(TASK REQUIREMENTS) Your copy of the data should match it exactly, leaving out only the pictures.

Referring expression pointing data
--------------------
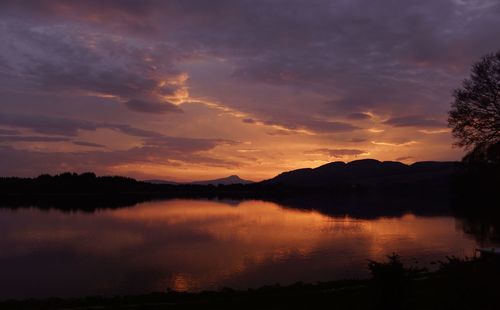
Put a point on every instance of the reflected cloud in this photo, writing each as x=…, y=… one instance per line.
x=194, y=245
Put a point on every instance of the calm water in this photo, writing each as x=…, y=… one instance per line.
x=195, y=245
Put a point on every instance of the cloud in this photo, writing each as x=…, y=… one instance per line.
x=415, y=121
x=338, y=153
x=359, y=116
x=152, y=107
x=89, y=144
x=4, y=139
x=66, y=126
x=70, y=60
x=404, y=158
x=19, y=162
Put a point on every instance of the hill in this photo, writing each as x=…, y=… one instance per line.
x=233, y=179
x=367, y=173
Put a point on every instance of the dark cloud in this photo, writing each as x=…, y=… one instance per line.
x=415, y=121
x=69, y=60
x=17, y=162
x=67, y=127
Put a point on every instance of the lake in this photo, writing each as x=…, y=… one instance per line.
x=192, y=245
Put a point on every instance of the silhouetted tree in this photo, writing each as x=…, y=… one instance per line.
x=475, y=114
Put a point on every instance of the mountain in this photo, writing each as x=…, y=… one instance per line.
x=232, y=179
x=162, y=182
x=367, y=172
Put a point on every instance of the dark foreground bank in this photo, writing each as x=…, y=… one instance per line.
x=457, y=284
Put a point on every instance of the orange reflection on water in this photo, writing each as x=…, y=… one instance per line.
x=195, y=244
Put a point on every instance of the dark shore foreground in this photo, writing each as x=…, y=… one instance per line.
x=456, y=284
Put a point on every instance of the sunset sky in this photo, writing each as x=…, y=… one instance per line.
x=186, y=90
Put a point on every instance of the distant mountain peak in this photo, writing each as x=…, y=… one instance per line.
x=232, y=179
x=364, y=171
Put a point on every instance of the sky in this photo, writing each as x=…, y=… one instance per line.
x=188, y=90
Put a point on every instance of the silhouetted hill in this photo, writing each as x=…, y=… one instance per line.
x=367, y=173
x=233, y=179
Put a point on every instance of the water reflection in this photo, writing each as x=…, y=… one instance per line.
x=196, y=244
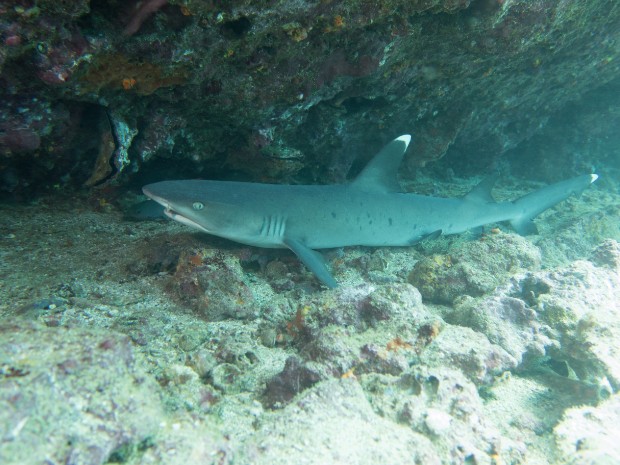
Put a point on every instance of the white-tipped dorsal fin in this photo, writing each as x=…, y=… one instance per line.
x=380, y=173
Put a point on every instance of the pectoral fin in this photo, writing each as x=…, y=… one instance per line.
x=313, y=260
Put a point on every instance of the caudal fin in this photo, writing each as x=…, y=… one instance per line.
x=531, y=205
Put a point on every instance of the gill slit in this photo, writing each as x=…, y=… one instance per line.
x=273, y=226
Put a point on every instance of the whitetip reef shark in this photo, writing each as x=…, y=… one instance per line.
x=369, y=211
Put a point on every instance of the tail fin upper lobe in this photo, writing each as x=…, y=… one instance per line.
x=531, y=205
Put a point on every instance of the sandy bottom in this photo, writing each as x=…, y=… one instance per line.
x=144, y=342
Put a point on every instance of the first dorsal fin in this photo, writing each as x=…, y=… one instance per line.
x=380, y=173
x=482, y=192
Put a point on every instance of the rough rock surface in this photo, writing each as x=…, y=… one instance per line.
x=292, y=91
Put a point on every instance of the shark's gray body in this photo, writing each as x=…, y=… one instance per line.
x=369, y=211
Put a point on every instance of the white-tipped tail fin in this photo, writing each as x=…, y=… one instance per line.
x=531, y=205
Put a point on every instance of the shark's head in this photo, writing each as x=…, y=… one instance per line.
x=201, y=204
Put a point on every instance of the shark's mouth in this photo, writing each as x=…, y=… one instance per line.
x=173, y=214
x=176, y=216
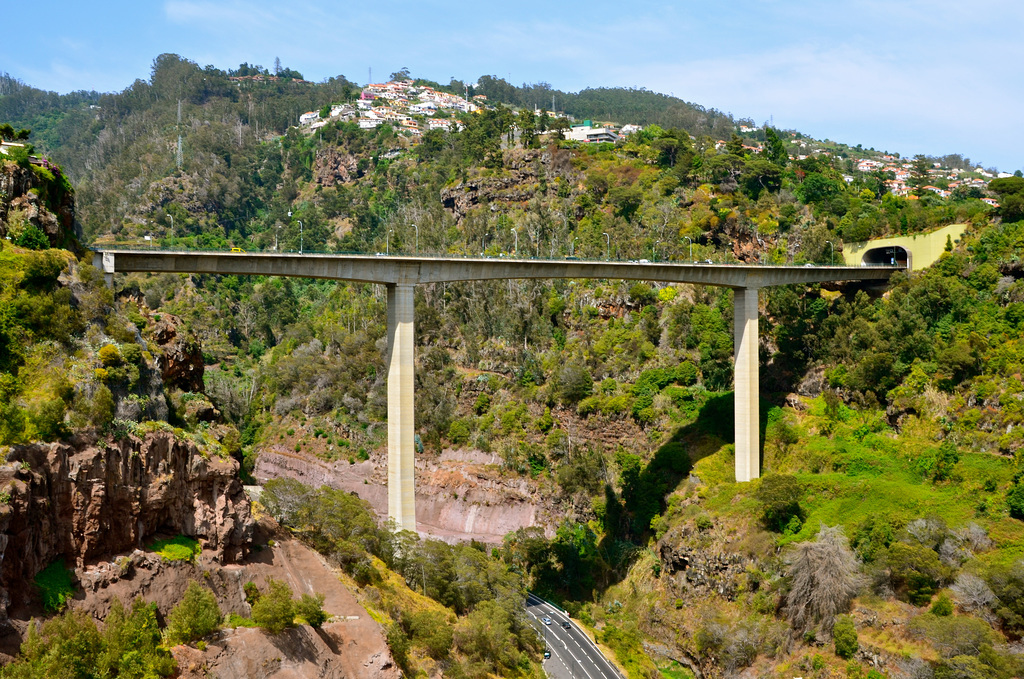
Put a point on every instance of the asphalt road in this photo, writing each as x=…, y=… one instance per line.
x=572, y=653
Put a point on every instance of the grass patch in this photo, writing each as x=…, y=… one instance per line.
x=235, y=620
x=675, y=671
x=177, y=549
x=55, y=586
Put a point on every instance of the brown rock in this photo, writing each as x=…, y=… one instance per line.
x=333, y=166
x=81, y=500
x=15, y=194
x=180, y=356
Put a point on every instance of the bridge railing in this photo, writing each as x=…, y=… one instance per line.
x=460, y=255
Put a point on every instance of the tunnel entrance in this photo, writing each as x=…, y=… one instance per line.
x=891, y=254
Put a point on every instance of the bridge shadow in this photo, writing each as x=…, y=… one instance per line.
x=645, y=486
x=714, y=426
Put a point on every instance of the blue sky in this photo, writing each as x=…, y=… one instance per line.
x=910, y=76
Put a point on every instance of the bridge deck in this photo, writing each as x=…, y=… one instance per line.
x=417, y=269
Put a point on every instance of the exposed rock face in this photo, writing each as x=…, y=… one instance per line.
x=334, y=166
x=459, y=496
x=694, y=567
x=81, y=500
x=516, y=185
x=55, y=220
x=180, y=361
x=350, y=644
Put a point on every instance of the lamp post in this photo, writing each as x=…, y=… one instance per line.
x=300, y=231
--------------------
(ANSWER BOX)
Put a point on every instance of the reflected cloud in this photo, writing each as x=…, y=… one instance per line.
x=194, y=245
Put a point on every instance of the calm water in this photo, writing each as x=…, y=… one instance per line.
x=195, y=245
Put a point on every instance of the cloud in this photo, writing each as x=…, y=… one instance per line.
x=415, y=121
x=338, y=153
x=359, y=116
x=152, y=107
x=89, y=144
x=4, y=139
x=66, y=126
x=70, y=60
x=404, y=158
x=19, y=162
Put a point on every instance of the hill in this photo, writing each as x=…, y=… one instance per line.
x=233, y=179
x=367, y=173
Put a point on every instance of the dark cloud in this photo, writing each as x=…, y=… one instance per line.
x=415, y=121
x=69, y=60
x=17, y=162
x=67, y=127
Put a point on every instance of the lake in this photo, writing each as x=…, y=… one instance per line.
x=192, y=245
Put a point on every instance of the silhouetted tree in this photo, writing each as x=…, y=… one instance per line.
x=475, y=114
Put a point on every instance of the mountain in this photo, writing each as x=…, y=… one instance per line.
x=232, y=179
x=162, y=182
x=367, y=172
Put a point on every instance of the dark foreground bank in this photo, writing each as x=…, y=… one instance per line.
x=457, y=284
Put a point on every instance of the orange reflection on water in this photo, writing each as x=…, y=… one instance per line.
x=195, y=244
Put a point on every instance of the dark shore foreground in this photo, writing each as x=…, y=… one instance per line.
x=456, y=284
Put a point on every instance of the sunset sky in this photo, writing each as x=…, y=… one instance per line.
x=186, y=90
Put a point on every instance of the distant mountain peak in this photo, writing each as x=…, y=… one instance per line.
x=232, y=179
x=364, y=171
Put a point on every instance of the sky in this photo, writing each as x=…, y=… one instance per line.
x=188, y=90
Put a point on every instance of the silhouetted hill in this photo, writing each as x=…, y=… one instance per line.
x=367, y=173
x=233, y=179
Put a point on every instance of the water reflection in this photo, writing each as x=…, y=… one instance per line.
x=196, y=244
Put a point on every instance of the white-tipped dorsal fin in this photo, writing each as x=…, y=… one instance per line.
x=380, y=173
Put a point on every instance of the pectoral fin in this photo, writing each as x=…, y=… one instance per line.
x=313, y=260
Put a point on every instance of the caudal fin in this photo, writing each as x=…, y=… one instance per line.
x=531, y=205
Put a point on every instance of the gill slit in this photo, writing each as x=…, y=… one instance per line.
x=273, y=226
Put a point on every instance of the whitetip reef shark in this photo, writing each as x=…, y=… one instance per line.
x=369, y=211
Put a point on every instance of the tail fin upper lobe in this photo, writing each as x=…, y=… one instance per line.
x=531, y=205
Put a point on every instance of the sandy bottom in this photo, writing each as x=…, y=… one instance per line.
x=144, y=342
Put a point on every instance of the first dorsal fin in this photo, writing each as x=…, y=… one instance per line.
x=380, y=173
x=482, y=192
Put a point on every instance of the rough rock surface in this photo, writing each as x=…, y=… one instance per line.
x=292, y=91
Put a point on every instance of the shark's gray body in this photo, writing each as x=…, y=… one instance per line.
x=369, y=211
Put a point on every instance of the white-tipped tail fin in this photo, writing each as x=…, y=… one instance per line.
x=531, y=205
Put a point on every instance of the shark's head in this photo, writing each as x=…, y=… one instance per line.
x=201, y=204
Put a point on every instance of the shark's mouth in this photo, writing each as x=…, y=… one instance per line.
x=173, y=214
x=176, y=216
Put a point on every instance of the asphalt road in this photo, writing each as x=…, y=… one instance per line.
x=572, y=653
Put a point on every instance of the grass patch in this photo, writing each as x=…, y=… one instance per line.
x=235, y=620
x=675, y=671
x=177, y=549
x=55, y=586
Put a point on every instance of the brown rock in this photo, writing each as x=…, y=… one instance per line.
x=333, y=166
x=81, y=500
x=15, y=194
x=180, y=356
Put a point on every instance of the bridge railing in this photo, writing each as x=…, y=… one instance per line.
x=460, y=255
Put a point on every instance of the tunnel entrance in this photo, writing each as x=…, y=… one instance per line.
x=891, y=254
Put a point on every instance of the bridge shadow in this photo, writing each as x=…, y=… one instance per line.
x=645, y=486
x=714, y=426
Put a point on every instance of the blue sky in this photo, writing each as x=…, y=… one instance per line.
x=910, y=76
Put a point on every instance of the bridge deck in this photo, writing each as x=…, y=… one instance per line.
x=417, y=269
Put a point on every instance of the exposed rock face in this photo, writing each as x=…, y=… one instance per line.
x=334, y=166
x=459, y=496
x=694, y=567
x=81, y=500
x=516, y=185
x=55, y=220
x=180, y=361
x=350, y=644
Put a point on every instance of the lamp post in this photo, writing each as x=…, y=… one instance per line.
x=300, y=231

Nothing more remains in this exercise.